**EXERCISE INSTRUCTIONS**
Please put every line of the items below into a JSON list of strings, one string per line, leaving out any blank lines.

Stored items:
- - - - -

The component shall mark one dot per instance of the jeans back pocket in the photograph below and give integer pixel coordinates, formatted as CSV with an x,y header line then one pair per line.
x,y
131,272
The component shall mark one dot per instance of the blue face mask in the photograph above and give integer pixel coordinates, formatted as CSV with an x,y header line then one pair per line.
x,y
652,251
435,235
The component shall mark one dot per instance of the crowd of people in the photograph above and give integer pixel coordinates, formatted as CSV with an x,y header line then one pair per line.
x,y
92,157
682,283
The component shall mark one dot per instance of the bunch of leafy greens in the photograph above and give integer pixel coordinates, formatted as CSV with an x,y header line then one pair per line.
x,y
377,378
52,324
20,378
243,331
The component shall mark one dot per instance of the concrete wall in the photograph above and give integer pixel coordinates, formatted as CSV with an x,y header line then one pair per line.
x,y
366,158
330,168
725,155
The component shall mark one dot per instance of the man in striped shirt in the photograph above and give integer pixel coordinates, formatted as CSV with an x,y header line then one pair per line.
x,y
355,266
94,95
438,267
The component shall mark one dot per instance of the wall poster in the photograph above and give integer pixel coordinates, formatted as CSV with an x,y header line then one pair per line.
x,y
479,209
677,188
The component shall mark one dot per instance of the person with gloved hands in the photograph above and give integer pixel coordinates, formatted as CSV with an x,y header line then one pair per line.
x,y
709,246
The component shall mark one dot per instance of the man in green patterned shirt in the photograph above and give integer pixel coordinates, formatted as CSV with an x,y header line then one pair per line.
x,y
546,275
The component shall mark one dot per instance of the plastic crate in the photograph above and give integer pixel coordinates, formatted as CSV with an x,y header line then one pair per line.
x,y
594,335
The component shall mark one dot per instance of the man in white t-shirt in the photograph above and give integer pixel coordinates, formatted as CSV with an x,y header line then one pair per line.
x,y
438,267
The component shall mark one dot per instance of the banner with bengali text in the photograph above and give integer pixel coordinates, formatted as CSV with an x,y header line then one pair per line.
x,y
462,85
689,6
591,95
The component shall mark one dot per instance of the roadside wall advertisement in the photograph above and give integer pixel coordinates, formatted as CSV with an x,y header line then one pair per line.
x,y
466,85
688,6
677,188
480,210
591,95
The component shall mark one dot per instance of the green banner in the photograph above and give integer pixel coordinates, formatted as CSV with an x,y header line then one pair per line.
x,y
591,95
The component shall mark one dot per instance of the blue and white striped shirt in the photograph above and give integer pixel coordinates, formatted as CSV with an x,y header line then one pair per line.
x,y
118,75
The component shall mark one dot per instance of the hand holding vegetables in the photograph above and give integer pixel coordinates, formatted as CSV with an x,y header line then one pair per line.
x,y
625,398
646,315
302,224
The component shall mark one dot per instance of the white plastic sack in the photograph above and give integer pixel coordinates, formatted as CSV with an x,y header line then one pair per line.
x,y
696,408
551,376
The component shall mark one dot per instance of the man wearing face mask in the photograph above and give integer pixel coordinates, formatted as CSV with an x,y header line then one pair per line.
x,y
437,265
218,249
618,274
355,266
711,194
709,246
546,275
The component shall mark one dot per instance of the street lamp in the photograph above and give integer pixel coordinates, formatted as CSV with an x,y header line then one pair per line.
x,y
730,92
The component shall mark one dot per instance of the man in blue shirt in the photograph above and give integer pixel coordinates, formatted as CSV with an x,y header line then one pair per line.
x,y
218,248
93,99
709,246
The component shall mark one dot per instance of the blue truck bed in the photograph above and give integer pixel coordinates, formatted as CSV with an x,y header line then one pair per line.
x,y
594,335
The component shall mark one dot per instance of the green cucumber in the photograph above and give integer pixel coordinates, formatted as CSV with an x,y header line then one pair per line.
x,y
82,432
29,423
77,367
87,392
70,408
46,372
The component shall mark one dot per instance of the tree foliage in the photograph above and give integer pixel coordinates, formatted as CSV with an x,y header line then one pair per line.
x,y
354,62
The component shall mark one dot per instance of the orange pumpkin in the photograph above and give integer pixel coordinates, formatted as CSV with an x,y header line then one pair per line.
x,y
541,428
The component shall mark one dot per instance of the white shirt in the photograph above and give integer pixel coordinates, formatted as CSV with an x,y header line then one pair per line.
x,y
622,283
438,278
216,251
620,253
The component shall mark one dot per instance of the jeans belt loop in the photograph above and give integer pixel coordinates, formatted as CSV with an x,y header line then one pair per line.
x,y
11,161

- - - - -

**RESULT FOR THIS EXERCISE**
[
  "The component shall mark one dot per instance of the jeans back pocket in the photograph below and give integer pixel coordinates, formatted as CSV with an x,y header line then one pair per line.",
  "x,y",
  "131,272",
  "The component shall mark one dot per instance of the blue face mask in the photograph above and give integer pixel coordinates, formatted as CSV with an x,y header line then one pair per line.",
  "x,y",
  "652,251",
  "435,235",
  "The component shall mark one dot per instance of the crowd of people in the photograph above and give integer pixel coordinates, formatted as CSV with an x,y header line then one pair per line.",
  "x,y",
  "92,157",
  "682,283",
  "The component shall mark one dot per instance of the bunch of leafy greens in the photograph above and give integer pixel coordinates, formatted as CSV with an x,y header line then one pair per line.",
  "x,y",
  "377,378",
  "52,324",
  "20,378",
  "243,331",
  "The component shall mark one dot per instance of the concrete wall in the photograph above and give integer pixel coordinates, formatted as CSV with an x,y header line then one pair per line.",
  "x,y",
  "366,158",
  "330,168",
  "725,155",
  "The component shall mark one dot per instance of the man in striped shirt in the photograph above and give integer pixel coordinates, formatted as CSV with an x,y header line then one pair per line.",
  "x,y",
  "355,266",
  "94,95",
  "438,267",
  "The component shall mark one dot per instance of the wall poster in the photograph above and give integer pixel coordinates, formatted as CSV with an x,y header line then one pair per line.",
  "x,y",
  "479,209",
  "677,188",
  "The component shall mark one dot per instance of the person with gloved hands in the photograph above and give integer pixel coordinates, formatted as CSV with an x,y header line then one pair per line.",
  "x,y",
  "709,246",
  "The component shall mark one dot per instance of the man in green patterned shirt in the photograph above and give integer pixel coordinates, formatted as CSV with an x,y header line then one pair per line.",
  "x,y",
  "546,275",
  "The component shall mark one dot per instance of the plastic crate in the photograph above and give integer pixel coordinates, formatted as CSV with an x,y header line then one pair per line.",
  "x,y",
  "594,335",
  "The component shall mark one dot per instance of the man in white t-shirt in the photograph above and give integer pixel coordinates, formatted as CSV with an x,y header line then one pair per line.",
  "x,y",
  "438,267",
  "The component shall mark one dot per instance of the banner with bengali text in the photograph above and give integer pixel coordinates, formatted as CSV with an x,y header line then one pair per line.",
  "x,y",
  "462,85",
  "689,6",
  "591,95",
  "The component shall mark one dot per instance of the roadside wall advertisement in the photograph above and give integer pixel coordinates, formatted as CSV with an x,y header line then one pair per line.",
  "x,y",
  "466,85",
  "688,6",
  "677,188",
  "480,210",
  "591,95",
  "The component shall mark one dot per instance of the green banner in the photograph above and give integer pixel coordinates, formatted as CSV with an x,y header line then one pair per line.",
  "x,y",
  "591,95",
  "The component shall mark one dot per instance of the blue and white striped shirt in the photograph above and give integer pixel coordinates, formatted as CSV with an x,y header line then one pair per line.",
  "x,y",
  "118,75",
  "The component shall mark one dot per instance of the hand holding vegetables in the photograph above and give integer pixel coordinates, formatted as CSV with an x,y header line then one pair per line.",
  "x,y",
  "625,398",
  "646,315",
  "302,224",
  "The component shall mark one dot per instance of the white plastic sack in the photograph above and give integer pixel coordinates, formatted as CSV with an x,y header line then one pair per line.",
  "x,y",
  "696,408",
  "551,376",
  "The component shall mark one dot per instance of the man wearing face mask in the photograph above and give integer pixel coordinates, formatted as CSV with an x,y header line then one pair per line.",
  "x,y",
  "437,265",
  "218,249",
  "618,274",
  "355,266",
  "711,194",
  "709,246",
  "546,275",
  "The component shall mark one dot per instance of the street lamp in the photograph above and give integer pixel coordinates, formatted as CSV with an x,y header line then one pair per line.",
  "x,y",
  "730,92",
  "The component shall mark one dot per instance of the man in blue shirt in the photograph above and give integer pixel coordinates, formatted as CSV with an x,y header line then one pair per line.",
  "x,y",
  "218,248",
  "93,99",
  "709,246",
  "The component shall mark one dot per instance of the blue truck bed in the photograph above and give integer pixel coordinates, formatted as CSV with an x,y header line then one pair per line.",
  "x,y",
  "594,335",
  "The component shall mark one dot per instance of the green cucumber in the photograph above and give integer pixel coordinates, formatted as CSV with an x,y header line then one pair per line.",
  "x,y",
  "82,432",
  "29,423",
  "77,367",
  "87,392",
  "70,408",
  "46,372",
  "The component shall mark one dot per instance of the tree foliage in the photograph above and give integer pixel coordinates, formatted as CSV with an x,y header line then one pair per line.",
  "x,y",
  "354,62",
  "The component shall mark one dot per instance of the orange pumpkin in the photograph above and give integer pixel coordinates, formatted as CSV with an x,y header line then one pair per line.",
  "x,y",
  "541,428",
  "The component shall mark one dot per instance of the white shirt in the photograph above and give integer pixel coordinates, formatted as CSV with an x,y header line then one pair per line.",
  "x,y",
  "622,283",
  "438,278",
  "216,251",
  "620,253",
  "The component shall mark one dot per instance of the jeans belt loop in the photograph above and give integer pixel coordinates, formatted as CSV with an x,y header line then one pair per line.",
  "x,y",
  "11,161"
]